- Work to complete -
1) In the Unity forum thread about compute shaders with multiple kernels, what turned out to be the real cause of knchaffin's problem?
2) Pick up the Unity forum thread about compute shaders with multiple kernels right after its last line and write what comes next.

- Excerpt provided -
-- Start --
Search Unity

  1. Megacity Metro Demo now available. Download now.
    Dismiss Notice
  2. Unity support for visionOS is now available. Learn more in our blog post.
    Dismiss Notice

ComputeShaders With Multiple Kernels

Discussion in 'Scripting' started by knchaffin, Jan 15, 2014.

  1. knchaffin

    knchaffin

    Joined:
    May 18, 2013
    Posts:
    58
    Is it possible to bind a single ComputeBuffer to two ComputeShader kernels? So far I cannot seem to read from the RWStructuredBuffer in the 2nd kernel, but rather just get 0's for elements I wrote to in the first kernel. From reading MS DirectCompute threads, there are mentions of unbinding a structured buffer from one kernel before binding it to a second kernel, or at least this is my interpretation. I'm assuming that the ComputeShader.SetBuffer() function does the binding, but how do I unbind? Or am I misinterpreting what I am seeing?

    Thanks for any advice anyone can give.

    [Edit] I found the problem and it was not related to binding the same buffer to two kernels but rather a problem with SetBuffer and me mistyping the compute shader RWStructuredBuffer name. Interestingly, even though I had not successfully bound the buffer to the shader kernel, I was still able to write to it and read from it within the first kernel. When I tried to read from it in a second kernel, I just got 0's. Things seem to now be working fine with two kernels and a single ComputeBuffer and RenderTexture bound to both kernels.
     
    Last edited: Jan 17, 2014
    NullTerminated likes this.
  2. laurentlavigne

    laurentlavigne

    Joined:
    Aug 16, 2012
    Posts:
    6,221
    what does the code look like?
    I'm trying to swap buffer and data in the compute shader but I might be running into the same problem
    Unity can't find CSMain kernel.

    Code (CSharp):
    1. #pragma kernel CSMain
    2. #pragma kernel SwapBuffer
    3.  
    4. RWStructuredBuffer<float> output;
    5. StructuredBuffer<float> buffer;
    6.  
    7. int width;
    8. int height;
    9. StructuredBuffer<float> emitters;
    10. StructuredBuffer<float> obstacles;
    11.  
    12. [numthreads(8,8,1)]
    13. void CSMain (uint2 id : SV_DispatchThreadID)
    14. {
    15.     int em = emitters[id.x + width * id.y];
    16.     float p = em
    17.         + buffer[id.x + 1 + width * id.y]
    18.         + buffer[id.x - 1 + width * id.y]
    19.         + buffer[id.x + width * (id.y + 1)]
    20.         + buffer[id.x + width * (id.y - 1)]
    21.         ;
    22.
-- End --
- Material -
-- Start --
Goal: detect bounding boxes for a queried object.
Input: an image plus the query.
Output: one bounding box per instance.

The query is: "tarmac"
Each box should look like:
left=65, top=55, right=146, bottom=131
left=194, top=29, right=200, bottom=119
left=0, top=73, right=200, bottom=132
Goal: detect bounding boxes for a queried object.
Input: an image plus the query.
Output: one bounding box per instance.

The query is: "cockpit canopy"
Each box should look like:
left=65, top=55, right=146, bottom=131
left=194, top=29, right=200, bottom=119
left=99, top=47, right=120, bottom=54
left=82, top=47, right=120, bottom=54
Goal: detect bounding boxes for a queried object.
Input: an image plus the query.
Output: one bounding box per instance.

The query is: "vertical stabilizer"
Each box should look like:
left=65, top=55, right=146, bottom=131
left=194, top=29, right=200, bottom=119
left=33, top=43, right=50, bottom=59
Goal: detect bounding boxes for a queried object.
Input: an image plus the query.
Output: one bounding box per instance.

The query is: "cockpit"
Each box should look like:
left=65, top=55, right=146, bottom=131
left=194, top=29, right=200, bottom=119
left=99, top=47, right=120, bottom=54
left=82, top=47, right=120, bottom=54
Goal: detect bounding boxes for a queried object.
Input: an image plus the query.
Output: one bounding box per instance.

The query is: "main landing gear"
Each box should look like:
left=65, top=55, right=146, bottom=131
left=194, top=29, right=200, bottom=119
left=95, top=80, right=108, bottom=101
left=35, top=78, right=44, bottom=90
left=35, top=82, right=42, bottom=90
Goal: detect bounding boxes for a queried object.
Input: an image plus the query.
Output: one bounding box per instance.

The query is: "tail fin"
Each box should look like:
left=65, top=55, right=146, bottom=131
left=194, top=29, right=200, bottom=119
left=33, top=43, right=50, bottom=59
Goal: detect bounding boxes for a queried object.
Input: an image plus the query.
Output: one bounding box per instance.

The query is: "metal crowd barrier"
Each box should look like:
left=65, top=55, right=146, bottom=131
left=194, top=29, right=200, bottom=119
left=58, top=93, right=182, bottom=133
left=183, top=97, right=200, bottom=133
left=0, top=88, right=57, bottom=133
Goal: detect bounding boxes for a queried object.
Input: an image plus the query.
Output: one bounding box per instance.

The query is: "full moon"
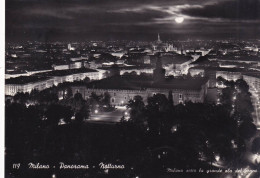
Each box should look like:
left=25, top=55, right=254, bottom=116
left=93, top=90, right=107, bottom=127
left=175, top=17, right=184, bottom=23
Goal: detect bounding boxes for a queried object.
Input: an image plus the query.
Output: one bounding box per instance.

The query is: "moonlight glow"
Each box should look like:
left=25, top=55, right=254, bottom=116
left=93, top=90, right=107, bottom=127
left=175, top=17, right=184, bottom=23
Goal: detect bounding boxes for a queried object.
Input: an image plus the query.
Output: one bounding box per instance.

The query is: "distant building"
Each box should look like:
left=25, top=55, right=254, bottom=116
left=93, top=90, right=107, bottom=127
left=243, top=72, right=260, bottom=93
left=72, top=57, right=208, bottom=106
left=5, top=69, right=104, bottom=96
left=72, top=76, right=207, bottom=106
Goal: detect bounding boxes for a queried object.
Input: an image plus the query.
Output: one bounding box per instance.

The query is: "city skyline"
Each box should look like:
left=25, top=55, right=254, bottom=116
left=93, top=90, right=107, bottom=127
left=6, top=0, right=260, bottom=42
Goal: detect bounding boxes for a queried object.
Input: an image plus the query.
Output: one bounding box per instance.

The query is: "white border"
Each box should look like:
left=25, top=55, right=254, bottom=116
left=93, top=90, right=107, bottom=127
left=0, top=0, right=5, bottom=177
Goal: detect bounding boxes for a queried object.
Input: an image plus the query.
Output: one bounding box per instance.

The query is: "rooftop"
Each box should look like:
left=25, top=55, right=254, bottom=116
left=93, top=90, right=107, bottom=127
left=5, top=76, right=49, bottom=84
left=87, top=76, right=207, bottom=90
left=35, top=68, right=97, bottom=76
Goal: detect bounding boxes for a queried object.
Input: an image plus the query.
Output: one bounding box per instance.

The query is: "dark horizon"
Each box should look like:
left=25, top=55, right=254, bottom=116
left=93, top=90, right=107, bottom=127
left=6, top=0, right=260, bottom=42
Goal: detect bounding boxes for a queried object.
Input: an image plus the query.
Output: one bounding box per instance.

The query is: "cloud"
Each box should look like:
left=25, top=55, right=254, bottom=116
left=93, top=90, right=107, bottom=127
left=181, top=0, right=260, bottom=20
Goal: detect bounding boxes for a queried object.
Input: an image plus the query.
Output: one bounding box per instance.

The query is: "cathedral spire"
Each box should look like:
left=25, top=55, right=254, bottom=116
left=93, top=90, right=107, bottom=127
left=157, top=33, right=161, bottom=43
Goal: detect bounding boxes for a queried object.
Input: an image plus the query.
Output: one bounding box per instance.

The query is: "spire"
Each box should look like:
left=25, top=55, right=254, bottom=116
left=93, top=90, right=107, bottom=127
left=157, top=33, right=161, bottom=42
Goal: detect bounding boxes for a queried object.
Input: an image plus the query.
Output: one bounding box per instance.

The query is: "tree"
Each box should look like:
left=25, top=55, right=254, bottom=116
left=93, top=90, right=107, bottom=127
left=239, top=121, right=257, bottom=139
left=168, top=90, right=173, bottom=106
left=127, top=95, right=145, bottom=123
left=101, top=92, right=111, bottom=107
left=251, top=137, right=260, bottom=154
left=45, top=104, right=73, bottom=125
left=83, top=77, right=90, bottom=83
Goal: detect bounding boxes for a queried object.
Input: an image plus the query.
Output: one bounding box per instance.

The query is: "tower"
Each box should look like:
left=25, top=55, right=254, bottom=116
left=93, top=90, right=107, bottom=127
left=157, top=33, right=162, bottom=43
left=153, top=54, right=165, bottom=82
left=68, top=43, right=71, bottom=50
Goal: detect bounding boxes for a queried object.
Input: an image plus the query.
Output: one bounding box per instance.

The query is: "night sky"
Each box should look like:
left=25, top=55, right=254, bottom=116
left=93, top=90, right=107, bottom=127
left=6, top=0, right=260, bottom=42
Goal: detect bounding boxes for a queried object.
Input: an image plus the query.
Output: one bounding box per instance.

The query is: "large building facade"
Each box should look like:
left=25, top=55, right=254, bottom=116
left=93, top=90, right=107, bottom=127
left=72, top=84, right=207, bottom=106
left=5, top=70, right=104, bottom=96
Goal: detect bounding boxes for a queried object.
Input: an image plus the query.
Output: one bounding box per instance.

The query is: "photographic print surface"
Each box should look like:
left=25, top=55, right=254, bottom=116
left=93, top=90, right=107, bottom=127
left=5, top=0, right=260, bottom=178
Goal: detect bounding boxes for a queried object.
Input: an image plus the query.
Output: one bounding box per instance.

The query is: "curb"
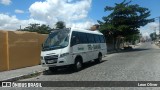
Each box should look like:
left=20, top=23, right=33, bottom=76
left=2, top=71, right=43, bottom=82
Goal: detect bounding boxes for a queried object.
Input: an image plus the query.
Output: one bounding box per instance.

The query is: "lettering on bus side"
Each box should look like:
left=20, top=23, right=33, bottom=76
left=93, top=44, right=101, bottom=49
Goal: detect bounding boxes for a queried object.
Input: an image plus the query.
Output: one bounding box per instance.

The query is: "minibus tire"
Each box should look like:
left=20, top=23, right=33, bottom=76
left=73, top=58, right=82, bottom=72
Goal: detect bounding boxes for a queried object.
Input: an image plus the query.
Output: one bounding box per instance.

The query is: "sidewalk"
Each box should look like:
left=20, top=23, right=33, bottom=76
left=0, top=65, right=47, bottom=81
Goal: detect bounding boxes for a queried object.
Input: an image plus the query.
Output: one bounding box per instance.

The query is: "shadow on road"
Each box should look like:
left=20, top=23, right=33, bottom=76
left=43, top=60, right=108, bottom=75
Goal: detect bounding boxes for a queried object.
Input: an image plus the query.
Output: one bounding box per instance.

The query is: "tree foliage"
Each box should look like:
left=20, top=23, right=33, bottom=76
left=98, top=0, right=154, bottom=37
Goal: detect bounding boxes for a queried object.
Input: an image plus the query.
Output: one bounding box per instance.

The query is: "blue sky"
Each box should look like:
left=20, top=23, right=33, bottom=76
left=0, top=0, right=160, bottom=34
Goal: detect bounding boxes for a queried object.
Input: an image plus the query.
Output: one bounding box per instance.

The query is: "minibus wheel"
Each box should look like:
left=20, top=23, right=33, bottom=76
left=49, top=67, right=57, bottom=72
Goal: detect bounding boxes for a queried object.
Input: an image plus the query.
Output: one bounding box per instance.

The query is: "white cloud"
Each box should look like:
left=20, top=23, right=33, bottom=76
left=0, top=0, right=94, bottom=30
left=0, top=0, right=11, bottom=5
left=14, top=9, right=24, bottom=13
-- End --
- Exercise responses -
1) A problem with SetBuffer, plus a typo in the name of the compute shader's RWStructuredBuffer.

2)
    23.     output[id.x] = p * obstacles[id.x + width * id.y];
    24. }
    25.  
    26. [numthreads(64,1,1)]
    27. void SwapBuffer (uint2 id : SV_DispatchThreadID)
    28. {
    29.     buffer[id.x] = output[id.x];
    30. }
     
  3. joergzdarsky

    joergzdarsky

    Joined:
    Sep 25, 2013
    Posts:
    56
    I currently struggle the exact same issue. However the solution or cause you described (misstype of buffer name) does not seem to be the issue. I am sure both kernels are running (I can sucessfully read out results of both of the using AsyncGPUReadback.Request(...) and due to the results I am sure that both kernels are running.
    However the results that kernel 1 writes into the TemporaryBuffer, even though they include values when reading them with AsyncGPUReadback.Request(...), are not available in kernel 2 (it has just 0s). So same issue like knchaffin has.

    This is how I set the buffers and dispatch to the two kernels.

    Code (CSharp):
    1. // Output Texture
    2. patchData.normalMapGPU = new RenderTexture(patchConstants.nPixelsPerEdge, patchConstants.nPixelsPerEdge, 24, RenderTextureFormat.ARGBHalf);
    3. patchData.normalMapGPU.enableRandomWrite = true;
    4. patchData.normalMapGPU.Create();
    5.  
    6. // Output Buffers
    7. patchData.temporaryBuffer = new ComputeBuffer(patchConstants.nPixelsPerEdgeWithSkirt, 12 + 4, ComputeBufferType.Default);   // Temporary Buffer
    8.  
    9. // Set Buffers for kernel [1]
    10. this.shader.SetBuffer(this.kernel[1], "PatchConstantsBuffer", patchConstantsBuffer);
    11. this.shader.SetBuffer(this.kernel[1], "BodyConstantsBuffer", bodyConstantsBuffer);
    12. this.shader.SetBuffer(this.kernel[1], "TemporaryBuffer", patchData.temporaryBuffer);
    13.  
    14. // Dispatch kernel [1]
    15. this.shader.Dispatch(this.kernel[1], patchConstants.nPixelsPerEdgeWithSkirt, patchConstants.nPixelsPerEdgeWithSkirt, 1);   // (Typically 258,258,1)
    16.  
    17. // Set Buffers for kernel [2]
    18. this.shader.SetBuffer(this.kernel[2], "PatchConstantsBuffer", patchConstantsBuffer);
    19. this.shader.SetBuffer(this.kernel[2], "TemporaryBuffer", patchData.temporaryBuffer);
    20. this.shader.SetTexture(this.kernel[2], "NormalMapTexture", patchData.normalMapGPU);
    21.  
    22. // Dispatch kernel [2]
    23. this.shader.Dispatch(this.kernel[2], patchConstants.nPixelsPerEdge, patchConstants.nPixelsPerEdge, 1);                // (Typically 256,256,1)
    24.  
    25. // Request the result
    26. patchData.request = AsyncGPUReadback.Request(patchData.normalMapGPU);
    27. //patchData.request = AsyncGPUReadback.Request(patchData.temporaryBuffer); // For test purposes
    28.  
    And this is how I work with it in the two kernels.

    Code (Boo):
    1. // The structure of the temporary buffer to move the data between the kernals during the highres calculations
    2.     struct TemporaryStruct
    3.     {
    4.         float3 position;
    5.         float noise;
    6.     };
    7.  
    8.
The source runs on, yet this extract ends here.